* Start SELECTION *

"“We have lent a huge amount of money to the U.S. Of course we are concerned about the safety of our assets. To be honest, I am definitely a little worried.” "


Chinese premier Wen Jiabao 12th March 2009


""We have a financial system that is run by private shareholders, managed by private institutions, and we'd like to do our best to preserve that system."


Timothy Geithner US Secretary of the Treasury, previously President of the Federal Reserve Bank of New York.1/3/2009

Wednesday, April 05, 2006

Guantanamo Judge ignorant of which laws apply




I'm not going to speculate as to what is or what is not controlling

A US military judge (Marine Col. Robert S. Chester) presiding over one of the military commission proceedings that resumed [JURIST report] at Guantanamo Bay Tuesday in the case against Abdul Zahir [JURIST report], one of ten detainees who have been charged with war crimes could not decide what body of law would be applied in the case against Abdul Zahir When asked by Zahir's military counsel Army Lt. Col. Thomas Bogar.(AP Report)

Judge Col. Robert Chester replied "Obviously military law is going to have some application. I suppose we will look at military criminal law and federal criminal laws and procedures." Asked to be more specific as to which laws applied , he crisply retorted, "I'm not going to speculate as to what is or what is not controlling."

* End SELECTION *
* Start PROVIDED DATA *

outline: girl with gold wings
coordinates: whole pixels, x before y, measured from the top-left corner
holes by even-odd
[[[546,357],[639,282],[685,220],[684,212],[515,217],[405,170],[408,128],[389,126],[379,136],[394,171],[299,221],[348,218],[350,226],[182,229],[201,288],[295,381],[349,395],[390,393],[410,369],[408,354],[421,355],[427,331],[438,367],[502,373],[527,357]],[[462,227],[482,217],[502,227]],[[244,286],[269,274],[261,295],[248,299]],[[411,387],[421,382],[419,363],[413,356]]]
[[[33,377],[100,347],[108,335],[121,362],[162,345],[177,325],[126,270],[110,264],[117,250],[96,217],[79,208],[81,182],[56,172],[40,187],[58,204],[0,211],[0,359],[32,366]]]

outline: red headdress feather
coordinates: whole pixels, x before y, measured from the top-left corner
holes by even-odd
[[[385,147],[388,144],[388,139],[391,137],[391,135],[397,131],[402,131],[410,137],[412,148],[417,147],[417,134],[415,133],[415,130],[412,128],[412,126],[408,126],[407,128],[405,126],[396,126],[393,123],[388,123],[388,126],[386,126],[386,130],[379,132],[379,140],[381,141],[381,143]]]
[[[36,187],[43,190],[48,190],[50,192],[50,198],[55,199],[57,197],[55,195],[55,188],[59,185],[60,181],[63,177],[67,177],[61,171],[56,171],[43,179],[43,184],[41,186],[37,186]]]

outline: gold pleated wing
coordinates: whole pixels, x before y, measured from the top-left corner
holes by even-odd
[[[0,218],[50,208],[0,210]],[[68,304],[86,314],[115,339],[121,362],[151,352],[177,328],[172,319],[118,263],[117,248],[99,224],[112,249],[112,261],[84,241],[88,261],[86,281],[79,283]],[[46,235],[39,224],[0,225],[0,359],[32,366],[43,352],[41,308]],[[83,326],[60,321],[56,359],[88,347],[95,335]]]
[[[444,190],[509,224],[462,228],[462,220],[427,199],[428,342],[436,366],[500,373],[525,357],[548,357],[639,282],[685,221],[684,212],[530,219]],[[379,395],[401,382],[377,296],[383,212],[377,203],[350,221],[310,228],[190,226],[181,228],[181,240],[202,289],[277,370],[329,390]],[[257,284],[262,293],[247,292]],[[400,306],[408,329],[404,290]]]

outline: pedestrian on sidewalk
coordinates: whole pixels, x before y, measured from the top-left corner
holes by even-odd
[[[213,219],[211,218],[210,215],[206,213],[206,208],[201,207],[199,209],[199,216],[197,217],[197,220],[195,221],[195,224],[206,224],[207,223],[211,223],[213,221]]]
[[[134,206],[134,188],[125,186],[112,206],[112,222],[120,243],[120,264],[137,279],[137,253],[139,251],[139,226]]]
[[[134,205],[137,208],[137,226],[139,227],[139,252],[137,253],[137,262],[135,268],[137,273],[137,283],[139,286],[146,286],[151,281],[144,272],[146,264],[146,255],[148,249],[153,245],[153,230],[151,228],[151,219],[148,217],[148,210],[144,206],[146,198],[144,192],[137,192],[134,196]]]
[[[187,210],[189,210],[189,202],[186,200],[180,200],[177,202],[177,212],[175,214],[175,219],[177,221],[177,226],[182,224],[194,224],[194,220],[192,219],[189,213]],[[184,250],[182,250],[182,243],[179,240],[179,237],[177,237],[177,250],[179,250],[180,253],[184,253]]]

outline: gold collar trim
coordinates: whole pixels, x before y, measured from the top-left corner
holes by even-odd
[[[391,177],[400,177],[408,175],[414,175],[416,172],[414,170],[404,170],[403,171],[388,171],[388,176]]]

* End PROVIDED DATA *

WORK INSTRUCTIONS —
**A.** For each statement about the Guantanamo post, say yes or no as to whether it agrees with the text, and quote the words that decide it: (i) Abdul Zahir is one of ten detainees charged with war crimes; (ii) the judge presiding over the case is a Marine colonel; (iii) Zahir's military counsel is a Navy officer.
**B.** Repeat word for word the passage of the Guantanamo post from "Wednesday, April 05, 2006" to "Thomas Bogar.(AP Report)".
**C.** According to the Guantanamo post, who asked the judge which body of law would be applied in the case against Abdul Zahir?
These rows were taken from a separate source.

RESULTS IN ORDER —
**A.**
(i) Yes: "one of ten detainees who have been charged with war crimes"
(ii) Yes: "Marine Col. Robert S. Chester"
(iii) No: "Army Lt. Col. Thomas Bogar"

**B.**
Wednesday, April 05, 2006

Guantanamo Judge ignorant of which laws apply




I'm not going to speculate as to what is or what is not controlling

A US military judge (Marine Col. Robert S. Chester) presiding over one of the military commission proceedings that resumed [JURIST report] at Guantanamo Bay Tuesday in the case against Abdul Zahir [JURIST report], one of ten detainees who have been charged with war crimes could not decide what body of law would be applied in the case against Abdul Zahir When asked by Zahir's military counsel Army Lt. Col. Thomas Bogar.(AP Report)

**C.** Zahir's military counsel, Army Lt. Col. Thomas Bogar.